INSTRUCTIONS FOR THE TASK — Copy out the final stretch of the listing: the line that contains "of the snow-covered" and all lines after it, exactly as they appear.
start EXERCISE INPUT
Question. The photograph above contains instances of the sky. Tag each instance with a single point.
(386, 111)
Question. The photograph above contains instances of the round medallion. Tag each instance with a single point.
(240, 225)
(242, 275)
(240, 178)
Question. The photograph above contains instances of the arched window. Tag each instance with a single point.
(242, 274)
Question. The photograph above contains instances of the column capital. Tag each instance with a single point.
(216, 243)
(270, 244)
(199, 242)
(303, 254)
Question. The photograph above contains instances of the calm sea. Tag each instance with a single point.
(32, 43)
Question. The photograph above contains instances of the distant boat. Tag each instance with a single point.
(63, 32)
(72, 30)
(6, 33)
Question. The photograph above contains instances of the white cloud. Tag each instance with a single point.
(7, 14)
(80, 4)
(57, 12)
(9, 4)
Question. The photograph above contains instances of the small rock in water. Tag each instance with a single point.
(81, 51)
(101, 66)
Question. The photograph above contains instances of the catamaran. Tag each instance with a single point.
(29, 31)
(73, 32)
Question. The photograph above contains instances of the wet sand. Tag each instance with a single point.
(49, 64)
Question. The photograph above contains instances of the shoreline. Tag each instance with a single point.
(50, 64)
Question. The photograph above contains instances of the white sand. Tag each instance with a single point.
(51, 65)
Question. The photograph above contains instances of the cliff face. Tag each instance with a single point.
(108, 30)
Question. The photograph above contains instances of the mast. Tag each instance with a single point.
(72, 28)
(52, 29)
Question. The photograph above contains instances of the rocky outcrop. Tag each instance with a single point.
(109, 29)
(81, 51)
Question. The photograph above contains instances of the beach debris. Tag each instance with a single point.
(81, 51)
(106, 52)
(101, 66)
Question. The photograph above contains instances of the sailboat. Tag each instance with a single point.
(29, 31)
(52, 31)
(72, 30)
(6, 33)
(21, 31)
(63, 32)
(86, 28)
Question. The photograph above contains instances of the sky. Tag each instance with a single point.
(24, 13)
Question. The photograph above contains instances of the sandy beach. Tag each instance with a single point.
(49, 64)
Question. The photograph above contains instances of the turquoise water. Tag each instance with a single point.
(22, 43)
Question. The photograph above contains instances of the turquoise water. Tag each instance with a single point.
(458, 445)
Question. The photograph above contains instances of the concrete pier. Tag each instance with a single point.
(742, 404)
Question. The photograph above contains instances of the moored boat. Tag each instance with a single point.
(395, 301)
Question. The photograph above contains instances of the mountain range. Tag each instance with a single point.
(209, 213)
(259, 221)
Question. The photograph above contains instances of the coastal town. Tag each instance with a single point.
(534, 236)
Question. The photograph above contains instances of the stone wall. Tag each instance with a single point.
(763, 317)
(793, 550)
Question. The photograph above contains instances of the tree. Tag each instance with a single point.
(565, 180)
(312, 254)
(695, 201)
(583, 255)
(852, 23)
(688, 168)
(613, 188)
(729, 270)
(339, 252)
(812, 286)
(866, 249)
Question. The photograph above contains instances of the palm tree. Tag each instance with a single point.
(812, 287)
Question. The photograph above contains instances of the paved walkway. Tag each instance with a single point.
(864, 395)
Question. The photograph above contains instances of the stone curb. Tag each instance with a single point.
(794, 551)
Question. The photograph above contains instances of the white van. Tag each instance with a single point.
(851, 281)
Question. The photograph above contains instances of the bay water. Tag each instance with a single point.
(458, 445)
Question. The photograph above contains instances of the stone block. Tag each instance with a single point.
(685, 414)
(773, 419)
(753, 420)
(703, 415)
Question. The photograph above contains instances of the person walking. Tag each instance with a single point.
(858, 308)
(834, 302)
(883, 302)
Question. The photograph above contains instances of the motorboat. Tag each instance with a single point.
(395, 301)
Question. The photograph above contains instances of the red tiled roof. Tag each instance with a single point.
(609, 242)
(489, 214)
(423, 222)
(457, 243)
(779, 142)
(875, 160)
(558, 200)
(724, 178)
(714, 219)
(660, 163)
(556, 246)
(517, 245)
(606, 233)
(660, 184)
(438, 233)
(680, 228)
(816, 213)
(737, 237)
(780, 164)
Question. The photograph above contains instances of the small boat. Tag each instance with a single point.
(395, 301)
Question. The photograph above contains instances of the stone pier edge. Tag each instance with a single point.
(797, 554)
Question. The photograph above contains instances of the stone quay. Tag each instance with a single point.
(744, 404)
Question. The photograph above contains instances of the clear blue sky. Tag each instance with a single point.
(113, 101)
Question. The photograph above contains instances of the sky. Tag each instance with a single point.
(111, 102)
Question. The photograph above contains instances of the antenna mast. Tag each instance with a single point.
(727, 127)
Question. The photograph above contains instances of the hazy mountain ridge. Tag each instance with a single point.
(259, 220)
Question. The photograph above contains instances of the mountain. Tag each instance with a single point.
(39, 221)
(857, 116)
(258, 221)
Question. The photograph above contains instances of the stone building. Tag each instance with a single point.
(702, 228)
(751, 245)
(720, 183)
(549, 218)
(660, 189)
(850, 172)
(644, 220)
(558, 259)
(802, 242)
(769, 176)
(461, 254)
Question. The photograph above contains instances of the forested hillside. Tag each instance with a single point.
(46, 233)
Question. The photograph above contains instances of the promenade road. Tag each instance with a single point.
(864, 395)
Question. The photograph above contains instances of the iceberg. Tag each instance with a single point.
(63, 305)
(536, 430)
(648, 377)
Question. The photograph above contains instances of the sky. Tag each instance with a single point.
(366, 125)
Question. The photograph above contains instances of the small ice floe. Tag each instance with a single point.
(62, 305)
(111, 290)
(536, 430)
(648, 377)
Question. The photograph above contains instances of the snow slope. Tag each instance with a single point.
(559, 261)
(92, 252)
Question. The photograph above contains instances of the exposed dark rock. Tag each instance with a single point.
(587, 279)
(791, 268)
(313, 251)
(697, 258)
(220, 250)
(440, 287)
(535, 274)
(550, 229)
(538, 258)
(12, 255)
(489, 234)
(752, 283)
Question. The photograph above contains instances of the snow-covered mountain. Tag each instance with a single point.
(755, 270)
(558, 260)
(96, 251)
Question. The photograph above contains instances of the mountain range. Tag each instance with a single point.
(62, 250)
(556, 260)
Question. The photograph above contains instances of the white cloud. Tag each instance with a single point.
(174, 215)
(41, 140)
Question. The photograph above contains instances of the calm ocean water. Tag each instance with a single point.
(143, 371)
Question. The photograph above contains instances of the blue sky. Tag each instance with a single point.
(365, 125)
end EXERCISE INPUT
WORKED SOLUTION —
Question. The photograph above contains instances of the snow-covered mountain. Tag each instance with a single point.
(755, 270)
(558, 260)
(96, 251)
Question. The photograph above contains instances of the mountain range. Tag each instance with a single point.
(62, 250)
(556, 260)
Question. The photograph above contains instances of the white cloud. Tag each instance with a single point.
(174, 215)
(41, 140)
Question. The photograph above contains instances of the calm ocean water. Tag each instance with a single point.
(143, 371)
Question. The photograph above contains instances of the blue sky. Tag each instance with a single point.
(365, 125)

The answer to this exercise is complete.